SELECTED TEXT:

A counterexample is a country like Bangladesh, where child labor under 14 is illegal, but still prevalent. In the US, child labor is much rarer, maybe a few hundred complaints a year. Why? Well, it's not child labor laws, it's just as illegal in Bangladesh. A better explanation is that adults are so much more productive in this country so that child labor simply isn't necessary for families to sustain themselves. The lack of child labor in this country has virtually nothing to do with child labor regulation.

I am not saying workplace safety laws and such should be repealed, I am just nothing that those laws are only enforceable in the first place because society is rich enough to provide low-cost safety. The reason I have a safe and clutter-free office that so I make it from my cubicle to the bathroom has nothing to do with OSHA. Such laws are better thought of as moral expressions (children ought not to work, offices ought to be safe, etc) than things that motivate change

Tom West writes:

Of course, one thing that most people understand on some basic level, but aren't always capable of expressing it that the strict separation of economic force and physical force is something that exists only in the Libertarian imagination.

Most human being see the application of power as a continuum, regardless of it being physical or economic.

Failing to protect economically weak people from economic power is thus understood as implied societal permission to use physical power against the same group as well. If society says that beatings are acceptable, you can probably bet shootings and stabbings will go up as well, even if they're as illegal as before.

I think most students (and most people in general) conflate the protections that are afforded against economic power and the protections that are afforded against physical power because they're seen only as differences in degree, not differences in kind.

(I also think Libertarians come in for a lot of unjustified hate because its inconceivable to a lot of people that *anyone* could not understand this, which means Libertarians must secretly be *for* the physical oppression of the less powerful.)

The usual suspect writes:

You don't need to teach a "balanced discussion of the issues," but you probably need to actually teach labor economics in a labor economics class, and not your political views.

TMC writes:

Max Marty re:"pro free-market bias".

Wouldn't this be necessary as it is an Econ class?

AS writes:

TMC re:"Wouldn't this be necessary as it is an Econ class?"

Yes. Economics is the study of markets.

TASK SET:
1. Answer these questions using the comment thread on child labor and regulation:
(a) About how many child labor complaints a year does the US see?
(b) According to Tom West, how do most human beings see the application of power?
(c) What does AS say economics is the study of?
2. Summarize the comment thread on child labor and regulation in three sentences.

RECORD LIST:

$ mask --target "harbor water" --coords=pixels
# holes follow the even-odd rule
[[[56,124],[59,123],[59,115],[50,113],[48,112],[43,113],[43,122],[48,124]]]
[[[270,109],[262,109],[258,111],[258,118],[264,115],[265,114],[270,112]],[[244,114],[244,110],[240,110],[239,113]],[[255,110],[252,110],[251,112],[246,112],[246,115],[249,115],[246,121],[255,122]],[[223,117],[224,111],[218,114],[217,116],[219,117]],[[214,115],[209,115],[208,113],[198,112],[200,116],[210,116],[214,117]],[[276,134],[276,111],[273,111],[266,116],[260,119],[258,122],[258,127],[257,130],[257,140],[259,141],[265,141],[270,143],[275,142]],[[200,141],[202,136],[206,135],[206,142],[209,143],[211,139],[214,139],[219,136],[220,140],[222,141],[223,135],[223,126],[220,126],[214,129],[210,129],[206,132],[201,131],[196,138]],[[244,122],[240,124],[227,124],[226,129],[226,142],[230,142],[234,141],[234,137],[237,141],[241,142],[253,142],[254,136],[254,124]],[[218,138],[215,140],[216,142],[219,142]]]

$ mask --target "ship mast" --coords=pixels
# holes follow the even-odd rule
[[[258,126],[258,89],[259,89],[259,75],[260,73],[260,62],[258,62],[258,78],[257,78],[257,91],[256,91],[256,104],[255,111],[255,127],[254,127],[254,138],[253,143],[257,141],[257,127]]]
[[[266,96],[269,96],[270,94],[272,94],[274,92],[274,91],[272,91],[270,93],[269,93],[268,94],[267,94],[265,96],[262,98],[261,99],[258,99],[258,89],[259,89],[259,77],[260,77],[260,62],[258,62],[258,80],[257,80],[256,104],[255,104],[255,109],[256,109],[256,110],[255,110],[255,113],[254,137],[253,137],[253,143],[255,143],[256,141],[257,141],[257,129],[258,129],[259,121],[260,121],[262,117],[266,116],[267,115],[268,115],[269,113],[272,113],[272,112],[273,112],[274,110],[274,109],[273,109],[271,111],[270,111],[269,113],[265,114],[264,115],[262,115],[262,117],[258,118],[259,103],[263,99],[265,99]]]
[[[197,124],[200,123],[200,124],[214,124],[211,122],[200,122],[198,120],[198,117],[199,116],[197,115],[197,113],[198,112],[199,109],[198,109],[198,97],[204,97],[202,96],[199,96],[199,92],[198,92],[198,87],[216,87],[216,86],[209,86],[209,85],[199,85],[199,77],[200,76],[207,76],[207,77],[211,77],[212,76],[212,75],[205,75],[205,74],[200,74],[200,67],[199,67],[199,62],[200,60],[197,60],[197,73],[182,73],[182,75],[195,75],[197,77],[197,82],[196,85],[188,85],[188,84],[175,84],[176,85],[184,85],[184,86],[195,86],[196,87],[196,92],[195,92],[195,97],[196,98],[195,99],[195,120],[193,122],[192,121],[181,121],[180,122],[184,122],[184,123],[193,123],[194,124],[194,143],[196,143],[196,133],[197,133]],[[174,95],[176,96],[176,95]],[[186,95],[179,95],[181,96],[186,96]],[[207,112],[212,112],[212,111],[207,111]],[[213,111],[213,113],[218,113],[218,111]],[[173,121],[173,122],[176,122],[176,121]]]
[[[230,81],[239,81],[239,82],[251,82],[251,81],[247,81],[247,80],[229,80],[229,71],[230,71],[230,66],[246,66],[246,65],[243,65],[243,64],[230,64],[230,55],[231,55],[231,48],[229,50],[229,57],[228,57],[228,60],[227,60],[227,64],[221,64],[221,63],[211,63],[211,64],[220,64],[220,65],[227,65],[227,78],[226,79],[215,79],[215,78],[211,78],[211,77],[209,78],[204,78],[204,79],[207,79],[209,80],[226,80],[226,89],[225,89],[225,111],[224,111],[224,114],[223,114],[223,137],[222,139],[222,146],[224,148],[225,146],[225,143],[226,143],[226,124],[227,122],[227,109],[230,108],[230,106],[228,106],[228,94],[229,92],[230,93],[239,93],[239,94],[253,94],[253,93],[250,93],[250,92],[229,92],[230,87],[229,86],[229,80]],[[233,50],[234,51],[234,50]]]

EXERCISE RESULTS:
1.
(a) Maybe a few hundred complaints a year.
(b) As a continuum, regardless of whether the power is physical or economic.
(c) Markets.

2. The opening comment argues that child labor is rare in the US not because of child labor laws, which also exist in Bangladesh where it remains prevalent, but because adults are productive enough that families do not need it, so such laws are better seen as moral expressions. Tom West contends that most people see economic and physical power as a continuum, so failing to protect economically weak people is understood as permission to use physical power against them as well. Other commenters say a labor economics class should teach labor economics rather than political views, and that a pro-free-market leaning fits an economics class because economics is the study of markets.